Give back the listing word for word, from top to bottom.

*** Data for processing Section Begins ***

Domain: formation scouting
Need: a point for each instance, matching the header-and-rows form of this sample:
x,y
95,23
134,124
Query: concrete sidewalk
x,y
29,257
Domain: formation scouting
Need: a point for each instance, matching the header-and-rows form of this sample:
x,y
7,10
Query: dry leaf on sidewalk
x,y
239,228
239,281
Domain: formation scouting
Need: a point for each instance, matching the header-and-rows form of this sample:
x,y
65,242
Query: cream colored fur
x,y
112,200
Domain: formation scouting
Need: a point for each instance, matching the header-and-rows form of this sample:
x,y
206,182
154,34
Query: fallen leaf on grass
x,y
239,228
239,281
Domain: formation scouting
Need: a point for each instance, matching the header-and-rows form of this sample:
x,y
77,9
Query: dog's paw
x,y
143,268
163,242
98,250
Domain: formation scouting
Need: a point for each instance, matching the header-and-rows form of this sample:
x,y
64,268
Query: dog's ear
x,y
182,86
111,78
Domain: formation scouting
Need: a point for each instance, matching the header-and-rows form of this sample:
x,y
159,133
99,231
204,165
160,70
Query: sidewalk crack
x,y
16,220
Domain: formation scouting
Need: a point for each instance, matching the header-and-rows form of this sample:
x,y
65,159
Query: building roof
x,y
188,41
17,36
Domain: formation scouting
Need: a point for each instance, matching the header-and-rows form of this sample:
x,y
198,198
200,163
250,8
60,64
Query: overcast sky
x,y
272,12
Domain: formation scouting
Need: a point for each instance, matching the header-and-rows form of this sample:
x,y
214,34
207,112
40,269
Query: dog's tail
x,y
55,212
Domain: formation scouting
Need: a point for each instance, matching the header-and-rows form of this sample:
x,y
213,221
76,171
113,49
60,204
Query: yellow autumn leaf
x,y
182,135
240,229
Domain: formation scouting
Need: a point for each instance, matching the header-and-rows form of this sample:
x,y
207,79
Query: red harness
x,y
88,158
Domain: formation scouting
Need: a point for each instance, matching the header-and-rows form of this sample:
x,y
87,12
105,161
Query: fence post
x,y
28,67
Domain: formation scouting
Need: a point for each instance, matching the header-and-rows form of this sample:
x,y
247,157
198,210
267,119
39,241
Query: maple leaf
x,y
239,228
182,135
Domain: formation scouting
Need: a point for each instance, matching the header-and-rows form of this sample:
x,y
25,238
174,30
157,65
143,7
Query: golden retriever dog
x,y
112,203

*** Data for processing Section Ends ***

• **Exercise response**
Domain: formation scouting
Need: a point for each instance, matching the header-and-rows form of this sample:
x,y
95,23
134,124
Query: concrete sidewalk
x,y
29,257
Domain: formation scouting
Need: a point for each instance, matching the header-and-rows form of this sample:
x,y
7,10
Query: dry leaf on sidewalk
x,y
239,228
239,281
Domain: formation scouting
Need: a point for each instance, matching the header-and-rows form of this sample:
x,y
65,242
Query: cream colored fur
x,y
112,200
Domain: formation scouting
Need: a point for each instance, matching the header-and-rows form of this sample:
x,y
206,182
154,34
Query: fallen leaf on grass
x,y
239,228
239,281
Domain: formation scouting
Need: a point for each instance, matching the header-and-rows form of this sample:
x,y
77,9
Query: dog's paw
x,y
143,268
163,242
98,250
Domain: formation scouting
Need: a point for each instance, matching the header-and-rows form of this sample:
x,y
64,268
Query: dog's ear
x,y
182,86
111,78
Domain: formation scouting
Need: a point for each instance, matching the header-and-rows form of this sample:
x,y
159,133
99,231
204,165
160,70
Query: sidewalk crack
x,y
16,220
Domain: formation scouting
Need: a point for each instance, matching the header-and-rows form of this sample:
x,y
65,159
Query: building roof
x,y
188,41
17,36
Domain: formation scouting
Need: a point for each instance, matching the header-and-rows form of this sample:
x,y
198,198
200,163
250,8
60,64
Query: overcast sky
x,y
272,12
Domain: formation scouting
Need: a point for each instance, matching the header-and-rows form of this sample:
x,y
214,34
207,112
40,269
Query: dog's tail
x,y
55,212
Domain: formation scouting
Need: a point for each instance, matching the header-and-rows form of this sample:
x,y
213,221
76,171
113,49
60,204
Query: yellow autumn leaf
x,y
182,135
240,229
Domain: formation scouting
Need: a point for each instance, matching the header-and-rows form of this sample:
x,y
207,79
Query: red harness
x,y
88,158
Domain: formation scouting
Need: a point for each instance, matching the header-and-rows form of this sample:
x,y
87,12
105,161
Query: fence post
x,y
28,67
Domain: formation scouting
Need: a point for each instance, matching the header-and-rows form of this sample:
x,y
247,157
198,210
267,119
39,241
Query: maple leaf
x,y
239,228
182,135
Domain: formation scouting
Need: a point for each instance, matching the header-and-rows form of this sample:
x,y
25,238
174,30
157,65
143,7
Query: golden retriever dog
x,y
112,203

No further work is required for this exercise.